DO THIS: Please retype every line of the entries below without any changes, and leave the pictures out of your copy.

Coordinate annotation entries
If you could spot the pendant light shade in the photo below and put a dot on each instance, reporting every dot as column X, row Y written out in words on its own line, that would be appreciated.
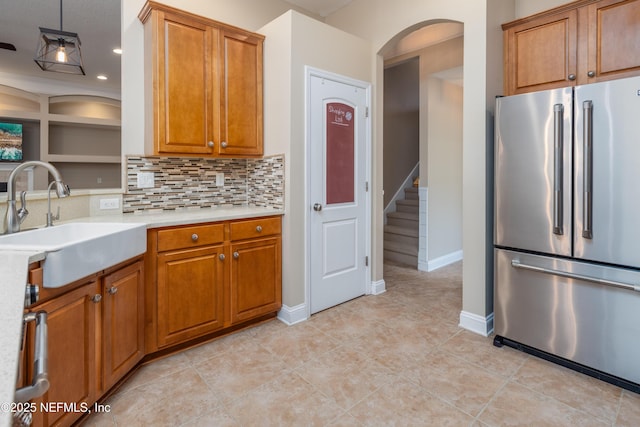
column 59, row 50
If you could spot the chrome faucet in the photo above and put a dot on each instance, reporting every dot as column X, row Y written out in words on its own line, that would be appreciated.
column 15, row 217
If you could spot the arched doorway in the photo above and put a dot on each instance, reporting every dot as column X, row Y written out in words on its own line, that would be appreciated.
column 423, row 98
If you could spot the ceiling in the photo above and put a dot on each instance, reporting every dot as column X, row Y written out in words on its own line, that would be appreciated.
column 96, row 22
column 323, row 8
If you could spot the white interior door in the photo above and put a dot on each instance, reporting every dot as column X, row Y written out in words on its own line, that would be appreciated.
column 338, row 200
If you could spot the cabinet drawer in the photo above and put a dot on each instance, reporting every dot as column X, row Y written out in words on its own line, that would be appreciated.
column 255, row 228
column 189, row 237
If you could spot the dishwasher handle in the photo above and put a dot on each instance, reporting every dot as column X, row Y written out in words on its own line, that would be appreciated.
column 40, row 383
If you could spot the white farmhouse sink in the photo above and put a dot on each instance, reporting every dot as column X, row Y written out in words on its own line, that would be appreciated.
column 76, row 250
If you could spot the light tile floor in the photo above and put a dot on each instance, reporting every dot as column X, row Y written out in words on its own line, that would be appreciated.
column 392, row 359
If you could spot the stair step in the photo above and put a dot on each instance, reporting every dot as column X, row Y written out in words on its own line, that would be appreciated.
column 403, row 231
column 401, row 258
column 400, row 238
column 407, row 207
column 400, row 247
column 403, row 215
column 408, row 202
column 402, row 222
column 411, row 193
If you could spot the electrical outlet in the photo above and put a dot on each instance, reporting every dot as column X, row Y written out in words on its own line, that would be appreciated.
column 219, row 179
column 146, row 180
column 109, row 204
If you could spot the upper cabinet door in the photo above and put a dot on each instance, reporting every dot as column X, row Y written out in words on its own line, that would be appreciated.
column 581, row 42
column 241, row 104
column 184, row 92
column 613, row 39
column 541, row 54
column 204, row 85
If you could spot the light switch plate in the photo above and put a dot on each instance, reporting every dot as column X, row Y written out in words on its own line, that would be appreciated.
column 146, row 180
column 219, row 179
column 109, row 204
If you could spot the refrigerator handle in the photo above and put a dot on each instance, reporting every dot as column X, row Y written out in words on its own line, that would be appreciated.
column 602, row 281
column 558, row 143
column 587, row 183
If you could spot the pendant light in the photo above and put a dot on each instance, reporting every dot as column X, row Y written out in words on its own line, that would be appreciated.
column 59, row 50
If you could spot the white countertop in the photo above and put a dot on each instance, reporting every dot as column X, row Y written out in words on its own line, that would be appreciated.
column 185, row 216
column 14, row 268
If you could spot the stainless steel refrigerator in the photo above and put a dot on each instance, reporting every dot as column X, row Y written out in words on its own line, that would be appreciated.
column 567, row 227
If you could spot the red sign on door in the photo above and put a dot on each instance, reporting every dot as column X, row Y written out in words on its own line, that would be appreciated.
column 340, row 153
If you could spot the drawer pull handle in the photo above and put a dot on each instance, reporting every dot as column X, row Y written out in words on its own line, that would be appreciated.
column 40, row 383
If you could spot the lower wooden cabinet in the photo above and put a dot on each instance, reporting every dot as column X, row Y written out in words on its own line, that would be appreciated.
column 190, row 292
column 122, row 322
column 204, row 278
column 95, row 337
column 256, row 279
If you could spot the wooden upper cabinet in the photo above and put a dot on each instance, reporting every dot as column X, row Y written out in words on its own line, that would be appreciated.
column 613, row 40
column 578, row 43
column 204, row 81
column 542, row 54
column 241, row 108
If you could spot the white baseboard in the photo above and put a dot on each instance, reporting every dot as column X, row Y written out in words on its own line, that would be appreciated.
column 439, row 262
column 475, row 323
column 293, row 315
column 378, row 287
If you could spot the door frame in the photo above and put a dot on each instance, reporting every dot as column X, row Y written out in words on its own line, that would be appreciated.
column 316, row 72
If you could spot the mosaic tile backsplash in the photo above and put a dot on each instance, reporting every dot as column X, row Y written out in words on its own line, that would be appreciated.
column 182, row 183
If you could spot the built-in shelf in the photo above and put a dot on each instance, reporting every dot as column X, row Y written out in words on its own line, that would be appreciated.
column 75, row 132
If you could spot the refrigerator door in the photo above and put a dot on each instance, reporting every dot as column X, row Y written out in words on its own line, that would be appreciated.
column 607, row 165
column 533, row 154
column 579, row 311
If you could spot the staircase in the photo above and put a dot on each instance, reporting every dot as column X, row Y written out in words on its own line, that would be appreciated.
column 401, row 231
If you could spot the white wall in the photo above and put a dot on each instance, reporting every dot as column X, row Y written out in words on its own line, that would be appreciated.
column 383, row 22
column 444, row 210
column 248, row 14
column 292, row 41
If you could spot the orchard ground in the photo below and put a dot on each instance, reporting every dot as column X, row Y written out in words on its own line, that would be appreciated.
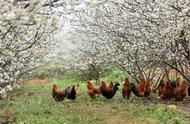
column 33, row 104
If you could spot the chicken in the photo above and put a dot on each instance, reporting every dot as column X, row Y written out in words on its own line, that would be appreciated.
column 71, row 93
column 110, row 84
column 92, row 91
column 162, row 89
column 139, row 90
column 126, row 90
column 77, row 89
column 57, row 94
column 147, row 88
column 109, row 92
column 176, row 83
column 181, row 92
column 166, row 89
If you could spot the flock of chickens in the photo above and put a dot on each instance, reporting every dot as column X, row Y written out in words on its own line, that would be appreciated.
column 167, row 89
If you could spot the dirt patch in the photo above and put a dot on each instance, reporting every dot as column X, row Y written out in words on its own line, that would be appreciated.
column 35, row 81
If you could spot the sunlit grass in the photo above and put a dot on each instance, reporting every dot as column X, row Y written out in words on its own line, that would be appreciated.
column 35, row 105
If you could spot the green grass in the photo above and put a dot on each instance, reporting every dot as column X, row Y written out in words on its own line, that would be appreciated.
column 36, row 106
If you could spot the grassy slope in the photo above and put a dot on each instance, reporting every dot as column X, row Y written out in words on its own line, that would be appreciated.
column 38, row 107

WRITTEN RESPONSE:
If you could spot the pendant light shade in the photo below and put a dot on each instance, reporting every dot as column X, row Y written out in words on its own line, that would be appreciated.
column 59, row 50
If you could spot the chrome faucet in the photo above and put a dot on each instance, reporting every dot as column X, row Y written out in words on its own line, that would be appreciated.
column 15, row 217
If you could spot the arched doorway in the photo above and put a dot on each instance, reporting every dot as column X, row Y written out in words on its own line, that would be appreciated.
column 423, row 98
If you could spot the ceiling in the photo above and put a dot on each instance, reporting every dot as column X, row Y written out in words on its own line, that would be appreciated.
column 96, row 22
column 323, row 8
If you could spot the white interior door in the photo above and put a dot on each instance, reporting every dot as column X, row Y written out in words on its own line, that would be appreciated.
column 338, row 200
If you could spot the cabinet drawer in the photo above and put a dot on each instance, reporting every dot as column X, row Y written out in words on its own line, that would be appreciated.
column 255, row 228
column 189, row 237
If you could spot the dishwasher handle in the photo above and put a dot on each instance, reporting every dot as column X, row Y written out in words on its own line, that would be appreciated.
column 40, row 383
If you could spot the white farmhouse sink in the photo above and put a dot on each instance, reporting every dot as column X, row Y written out in words on its own line, that would be appreciated.
column 76, row 250
If you could spot the light tile floor in the photo above and put a dot on each instance, reporting every dot as column X, row Y written out in words on its own line, that would be appreciated.
column 392, row 359
If you could spot the stair step in the photo above and put a dot on each instance, reporting every dot as column X, row Y written out in words on its own line, that would be appreciated.
column 403, row 231
column 401, row 258
column 400, row 238
column 407, row 207
column 400, row 247
column 403, row 215
column 408, row 202
column 402, row 222
column 411, row 193
If you could spot the electrical outlet in the photo above and put a dot on each instance, reporting every dot as column X, row Y written out in words on its own line, that would be appreciated.
column 219, row 179
column 146, row 180
column 109, row 204
If you could spot the upper cabinet door in the photo above and put a dot on each instance, reporting every dot as column X, row Y written out in words on its own line, that would be appreciated.
column 581, row 42
column 241, row 104
column 184, row 92
column 613, row 39
column 541, row 54
column 204, row 85
If you could spot the light switch plate in the photo above and put a dot on each instance, reporting every dot as column X, row Y written out in words on its own line, that would be appreciated.
column 146, row 180
column 219, row 179
column 109, row 204
If you could spot the refrigerator handle in the photo above and put a dot on each instance, reporting every dot as column X, row Y written out in words on its own line, that would be appreciated.
column 602, row 281
column 558, row 143
column 587, row 183
If you could spot the pendant light in the photo above and put a dot on each instance, reporting every dot as column X, row Y written out in words on its own line, that would be appreciated.
column 59, row 50
If you could spot the white countertop in the photo above and put a dot on each instance, reporting every dot as column X, row Y written out in words on its own line, that would be appreciated.
column 185, row 216
column 14, row 268
If you could spot the stainless steel refrigerator in the photo above and put a dot on each instance, reporting every dot as column X, row Y written out in words on its own line, that would be appreciated.
column 567, row 227
If you could spot the red sign on door in the photo above and put a dot on each instance, reporting every dot as column X, row Y written out in words on its own line, that would be appreciated.
column 340, row 153
If you could spot the drawer pull handle in the photo above and put a dot on each instance, reporting every dot as column X, row Y written out in words on its own line, that would be appreciated.
column 40, row 383
If you could spot the lower wooden cabinet in the photo above and put a dot on each instance, reporting every dot as column X, row Y written out in words on its own line, that would be appreciated.
column 190, row 292
column 122, row 322
column 204, row 278
column 95, row 337
column 256, row 279
If you could spot the wooden upper cabinet in the photo above and put a dot on each instance, reporting every dot as column X, row Y written out in words on its own line, that would be appreciated.
column 613, row 40
column 578, row 43
column 204, row 81
column 542, row 54
column 241, row 108
If you could spot the white baseboard in the photo above and put a dot on each instance, reporting every dot as column X, row Y written out in words on its own line, that would be appreciated.
column 439, row 262
column 475, row 323
column 293, row 315
column 378, row 287
If you could spot the door frame in the photo above and put a dot on each instance, reporting every dot as column X, row Y written out in words on its own line, that would be appreciated.
column 316, row 72
If you could spot the mosaic tile backsplash in the photo above and put a dot on each instance, reporting every dot as column X, row Y written out in words on its own line, that would be appreciated.
column 182, row 183
If you could spot the built-in shelf in the photo above and put a dot on each instance, reporting every dot as column X, row Y written out in words on its own line, that would be appreciated.
column 75, row 132
If you could spot the refrigerator door in the photo above and put a dot on each instance, reporting every dot as column X, row Y written out in words on its own line, that would be appreciated.
column 607, row 165
column 533, row 154
column 579, row 311
If you could spot the staircase in the photo above and put a dot on each instance, reporting every dot as column X, row Y written out in words on its own line, that would be appreciated.
column 401, row 231
If you could spot the white wall in the photo above and put a dot on each instance, reporting every dot as column X, row Y written out in words on its own line, that would be appreciated.
column 383, row 22
column 444, row 210
column 248, row 14
column 292, row 41
If you could spot the orchard ground in the photo below and put a dot on each instance, reporting every dot as column X, row Y written out in words on its own line, that would be appreciated.
column 33, row 104
If you could spot the chicken in the photo above and put a dot on each instance, reporting every dot as column X, row Y written out in words on its own line, that would be appreciated.
column 71, row 93
column 110, row 84
column 92, row 91
column 162, row 89
column 139, row 90
column 126, row 90
column 77, row 89
column 57, row 94
column 147, row 88
column 109, row 92
column 176, row 83
column 181, row 92
column 166, row 89
If you could spot the flock of chickens in the photo above and put a dot on each instance, reporting every dot as column X, row Y written out in words on its own line, that would be appreciated.
column 167, row 89
If you could spot the dirt patch in the photo above and put a dot on each instance, reporting every dot as column X, row Y written out in words on its own line, that would be appreciated.
column 35, row 81
If you could spot the sunlit grass in the photo above and put a dot on each instance, reporting every dot as column X, row Y written out in words on its own line, that would be appreciated.
column 35, row 105
If you could spot the green grass in the photo above and put a dot on each instance, reporting every dot as column X, row Y written out in words on its own line, that would be appreciated.
column 36, row 106
If you could spot the grassy slope in the photo above and put a dot on each instance, reporting every dot as column X, row Y written out in words on its own line, that would be appreciated.
column 38, row 107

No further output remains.